Records for identifying positions:
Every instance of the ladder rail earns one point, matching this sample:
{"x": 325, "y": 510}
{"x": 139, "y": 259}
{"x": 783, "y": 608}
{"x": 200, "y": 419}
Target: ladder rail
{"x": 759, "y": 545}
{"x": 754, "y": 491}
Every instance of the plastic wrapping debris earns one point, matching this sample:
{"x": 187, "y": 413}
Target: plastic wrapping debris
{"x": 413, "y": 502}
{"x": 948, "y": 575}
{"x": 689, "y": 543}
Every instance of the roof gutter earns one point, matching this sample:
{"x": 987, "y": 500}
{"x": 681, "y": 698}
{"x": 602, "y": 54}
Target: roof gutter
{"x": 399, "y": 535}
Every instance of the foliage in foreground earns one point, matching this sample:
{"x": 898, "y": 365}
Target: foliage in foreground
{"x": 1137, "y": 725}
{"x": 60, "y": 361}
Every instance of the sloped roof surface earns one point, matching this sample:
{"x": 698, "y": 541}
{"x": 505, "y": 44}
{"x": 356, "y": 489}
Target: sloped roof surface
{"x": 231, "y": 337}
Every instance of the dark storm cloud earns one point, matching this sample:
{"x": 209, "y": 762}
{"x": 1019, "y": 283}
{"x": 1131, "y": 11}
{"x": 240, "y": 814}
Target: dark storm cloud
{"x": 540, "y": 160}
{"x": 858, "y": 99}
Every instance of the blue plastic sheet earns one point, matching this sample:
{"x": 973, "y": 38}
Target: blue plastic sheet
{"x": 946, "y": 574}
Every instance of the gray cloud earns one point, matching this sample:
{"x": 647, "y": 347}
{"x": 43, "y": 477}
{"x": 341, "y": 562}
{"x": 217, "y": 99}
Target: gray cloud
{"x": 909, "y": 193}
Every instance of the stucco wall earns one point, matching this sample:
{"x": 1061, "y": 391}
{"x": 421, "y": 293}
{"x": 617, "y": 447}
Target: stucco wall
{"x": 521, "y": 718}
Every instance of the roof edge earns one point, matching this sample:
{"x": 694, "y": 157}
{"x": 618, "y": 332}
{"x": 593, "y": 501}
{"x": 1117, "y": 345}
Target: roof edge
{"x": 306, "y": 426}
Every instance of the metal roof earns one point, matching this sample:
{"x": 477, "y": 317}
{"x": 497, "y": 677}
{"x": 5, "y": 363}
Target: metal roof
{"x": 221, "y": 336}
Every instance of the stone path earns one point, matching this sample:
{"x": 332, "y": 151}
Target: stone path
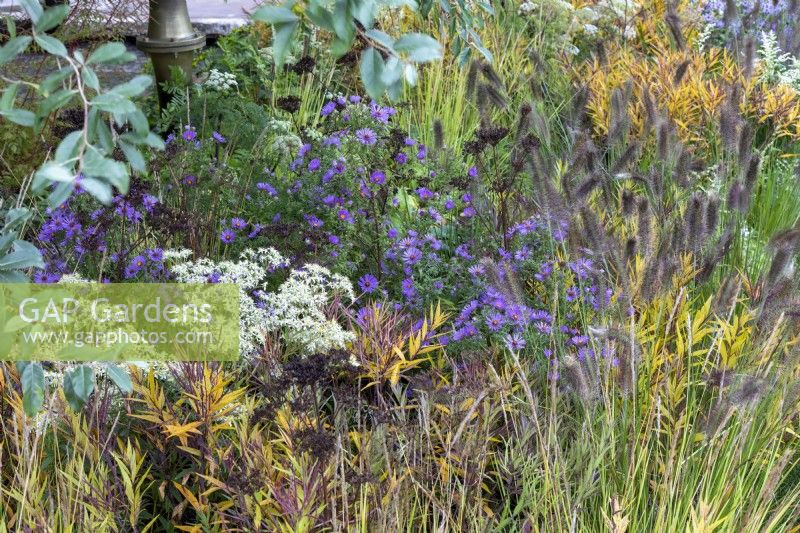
{"x": 212, "y": 17}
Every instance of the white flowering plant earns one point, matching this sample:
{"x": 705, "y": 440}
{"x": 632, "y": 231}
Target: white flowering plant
{"x": 301, "y": 309}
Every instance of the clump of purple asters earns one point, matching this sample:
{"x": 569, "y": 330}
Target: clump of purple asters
{"x": 368, "y": 283}
{"x": 227, "y": 236}
{"x": 366, "y": 136}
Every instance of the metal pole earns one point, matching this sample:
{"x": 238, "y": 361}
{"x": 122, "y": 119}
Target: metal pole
{"x": 170, "y": 41}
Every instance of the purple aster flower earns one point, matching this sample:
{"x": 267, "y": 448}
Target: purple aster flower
{"x": 264, "y": 186}
{"x": 255, "y": 231}
{"x": 149, "y": 202}
{"x": 366, "y": 136}
{"x": 368, "y": 283}
{"x": 495, "y": 321}
{"x": 408, "y": 288}
{"x": 156, "y": 255}
{"x": 582, "y": 267}
{"x": 515, "y": 342}
{"x": 412, "y": 255}
{"x": 227, "y": 236}
{"x": 137, "y": 263}
{"x": 424, "y": 193}
{"x": 313, "y": 221}
{"x": 462, "y": 250}
{"x": 345, "y": 215}
{"x": 327, "y": 109}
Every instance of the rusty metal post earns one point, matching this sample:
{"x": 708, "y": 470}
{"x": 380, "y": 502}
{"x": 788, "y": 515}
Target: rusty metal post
{"x": 170, "y": 41}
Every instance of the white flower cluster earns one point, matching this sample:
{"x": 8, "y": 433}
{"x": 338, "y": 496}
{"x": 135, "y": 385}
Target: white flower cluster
{"x": 285, "y": 141}
{"x": 296, "y": 309}
{"x": 248, "y": 272}
{"x": 776, "y": 66}
{"x": 221, "y": 81}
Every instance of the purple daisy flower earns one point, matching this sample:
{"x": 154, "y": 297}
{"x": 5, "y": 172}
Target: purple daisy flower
{"x": 368, "y": 283}
{"x": 227, "y": 236}
{"x": 377, "y": 177}
{"x": 515, "y": 342}
{"x": 412, "y": 255}
{"x": 495, "y": 321}
{"x": 366, "y": 136}
{"x": 327, "y": 109}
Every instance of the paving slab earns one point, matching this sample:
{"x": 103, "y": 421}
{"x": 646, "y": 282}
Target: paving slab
{"x": 212, "y": 17}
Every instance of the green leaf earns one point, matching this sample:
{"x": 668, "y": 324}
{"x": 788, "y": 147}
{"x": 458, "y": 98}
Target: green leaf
{"x": 392, "y": 71}
{"x": 32, "y": 379}
{"x": 61, "y": 193}
{"x": 51, "y": 45}
{"x": 382, "y": 38}
{"x": 78, "y": 386}
{"x": 33, "y": 8}
{"x": 371, "y": 72}
{"x": 9, "y": 95}
{"x": 113, "y": 103}
{"x": 133, "y": 155}
{"x": 52, "y": 17}
{"x": 154, "y": 141}
{"x": 55, "y": 101}
{"x": 23, "y": 117}
{"x": 364, "y": 12}
{"x": 68, "y": 148}
{"x": 133, "y": 87}
{"x": 13, "y": 48}
{"x": 108, "y": 53}
{"x": 50, "y": 172}
{"x": 343, "y": 22}
{"x": 90, "y": 79}
{"x": 274, "y": 15}
{"x": 53, "y": 81}
{"x": 95, "y": 165}
{"x": 420, "y": 48}
{"x": 16, "y": 217}
{"x": 99, "y": 189}
{"x": 120, "y": 378}
{"x": 12, "y": 27}
{"x": 410, "y": 74}
{"x": 25, "y": 255}
{"x": 320, "y": 16}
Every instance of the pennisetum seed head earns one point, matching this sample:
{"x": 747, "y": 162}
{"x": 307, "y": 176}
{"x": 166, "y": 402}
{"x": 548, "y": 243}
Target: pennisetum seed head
{"x": 576, "y": 376}
{"x": 472, "y": 78}
{"x": 680, "y": 72}
{"x": 438, "y": 134}
{"x": 628, "y": 203}
{"x": 712, "y": 215}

### TO DO
Copy every line of the material above word for word, leaving the pictures out of your answer.

### WORKED ANSWER
Every instance of the ladder rail earns one point, matching this sample:
{"x": 325, "y": 510}
{"x": 139, "y": 259}
{"x": 783, "y": 608}
{"x": 200, "y": 419}
Target: ladder rail
{"x": 759, "y": 545}
{"x": 754, "y": 491}
Every instance of the plastic wrapping debris earns one point, matching this sample:
{"x": 187, "y": 413}
Target: plastic wrapping debris
{"x": 413, "y": 502}
{"x": 948, "y": 575}
{"x": 689, "y": 543}
Every instance of the roof gutter earns one point, matching this sample:
{"x": 987, "y": 500}
{"x": 681, "y": 698}
{"x": 602, "y": 54}
Target: roof gutter
{"x": 399, "y": 535}
Every instance of the foliage in foreground earns one point, matching this sample:
{"x": 898, "y": 365}
Target: foliage in foreground
{"x": 1137, "y": 725}
{"x": 60, "y": 361}
Every instance of the sloped roof surface earns one point, matching this sample:
{"x": 698, "y": 541}
{"x": 505, "y": 44}
{"x": 356, "y": 489}
Target: sloped roof surface
{"x": 231, "y": 337}
Every instance of the dark storm cloud earns one point, matching this sample:
{"x": 209, "y": 762}
{"x": 1019, "y": 283}
{"x": 1131, "y": 11}
{"x": 240, "y": 814}
Target: dark storm cloud
{"x": 540, "y": 160}
{"x": 858, "y": 99}
Every instance of the blue plastic sheet earns one point, matching this sample:
{"x": 973, "y": 38}
Target: blue plastic sheet
{"x": 946, "y": 574}
Every instance of the gray cloud earns one point, matching this sample:
{"x": 647, "y": 347}
{"x": 43, "y": 477}
{"x": 341, "y": 562}
{"x": 217, "y": 99}
Target: gray cloud
{"x": 909, "y": 193}
Every instance of the stucco wall earns one point, matching this sample:
{"x": 1061, "y": 391}
{"x": 421, "y": 293}
{"x": 617, "y": 447}
Target: stucco wall
{"x": 521, "y": 718}
Every instance of the roof edge earns one point, matching this sample:
{"x": 694, "y": 157}
{"x": 618, "y": 332}
{"x": 593, "y": 501}
{"x": 1117, "y": 345}
Target: roof edge
{"x": 306, "y": 426}
Every instance of the metal roof earns one point, matching this sample:
{"x": 477, "y": 317}
{"x": 497, "y": 677}
{"x": 5, "y": 363}
Target: metal roof
{"x": 221, "y": 336}
Every instance of the stone path earns one point, matching this sample:
{"x": 332, "y": 151}
Target: stone path
{"x": 212, "y": 17}
Every instance of the white flowering plant earns one point, matching this sample:
{"x": 705, "y": 440}
{"x": 632, "y": 231}
Target: white flowering plant
{"x": 301, "y": 309}
Every instance of the clump of purple asters earns one point, matching this sample:
{"x": 569, "y": 330}
Target: clump of purple asters
{"x": 368, "y": 283}
{"x": 227, "y": 236}
{"x": 366, "y": 136}
Every instance of the metal pole earns one point, matching this sample:
{"x": 238, "y": 361}
{"x": 122, "y": 119}
Target: metal pole
{"x": 170, "y": 41}
Every instance of the purple aster flower earns one point, matching this sample:
{"x": 267, "y": 448}
Target: purple aster flower
{"x": 264, "y": 186}
{"x": 255, "y": 231}
{"x": 149, "y": 202}
{"x": 366, "y": 136}
{"x": 368, "y": 283}
{"x": 495, "y": 321}
{"x": 408, "y": 288}
{"x": 156, "y": 255}
{"x": 582, "y": 267}
{"x": 515, "y": 342}
{"x": 412, "y": 255}
{"x": 227, "y": 236}
{"x": 137, "y": 263}
{"x": 424, "y": 193}
{"x": 313, "y": 221}
{"x": 462, "y": 250}
{"x": 345, "y": 215}
{"x": 327, "y": 109}
Every instance of the rusty metal post earns one point, matching this sample:
{"x": 708, "y": 470}
{"x": 380, "y": 502}
{"x": 788, "y": 515}
Target: rusty metal post
{"x": 170, "y": 41}
Every instance of the white flower cluster earns one point, matching this sample:
{"x": 8, "y": 433}
{"x": 338, "y": 496}
{"x": 135, "y": 385}
Target: white flower cluster
{"x": 285, "y": 141}
{"x": 296, "y": 309}
{"x": 248, "y": 272}
{"x": 776, "y": 66}
{"x": 221, "y": 81}
Every instance of the purple daisy flower earns one point, matching this sample:
{"x": 154, "y": 297}
{"x": 5, "y": 172}
Target: purple daisy flower
{"x": 368, "y": 283}
{"x": 227, "y": 236}
{"x": 377, "y": 177}
{"x": 515, "y": 342}
{"x": 412, "y": 255}
{"x": 495, "y": 321}
{"x": 366, "y": 136}
{"x": 327, "y": 109}
Every instance of the paving slab earns one point, matching this sample:
{"x": 103, "y": 421}
{"x": 646, "y": 282}
Target: paving slab
{"x": 212, "y": 17}
Every instance of the green leaf earns one point, matching this sample:
{"x": 668, "y": 324}
{"x": 788, "y": 147}
{"x": 458, "y": 98}
Target: green leaf
{"x": 392, "y": 71}
{"x": 32, "y": 379}
{"x": 61, "y": 193}
{"x": 51, "y": 45}
{"x": 382, "y": 38}
{"x": 78, "y": 386}
{"x": 33, "y": 8}
{"x": 371, "y": 72}
{"x": 9, "y": 95}
{"x": 113, "y": 103}
{"x": 133, "y": 155}
{"x": 52, "y": 17}
{"x": 154, "y": 141}
{"x": 55, "y": 101}
{"x": 23, "y": 117}
{"x": 364, "y": 12}
{"x": 68, "y": 148}
{"x": 133, "y": 87}
{"x": 13, "y": 48}
{"x": 108, "y": 53}
{"x": 50, "y": 172}
{"x": 343, "y": 22}
{"x": 90, "y": 79}
{"x": 274, "y": 15}
{"x": 53, "y": 81}
{"x": 95, "y": 165}
{"x": 420, "y": 48}
{"x": 16, "y": 217}
{"x": 99, "y": 189}
{"x": 120, "y": 378}
{"x": 12, "y": 27}
{"x": 410, "y": 74}
{"x": 25, "y": 255}
{"x": 320, "y": 16}
Every instance of the pennisetum seed head earns one point, matching this sample:
{"x": 747, "y": 162}
{"x": 307, "y": 176}
{"x": 166, "y": 402}
{"x": 548, "y": 243}
Target: pennisetum seed head
{"x": 576, "y": 376}
{"x": 472, "y": 78}
{"x": 680, "y": 72}
{"x": 438, "y": 134}
{"x": 628, "y": 203}
{"x": 712, "y": 215}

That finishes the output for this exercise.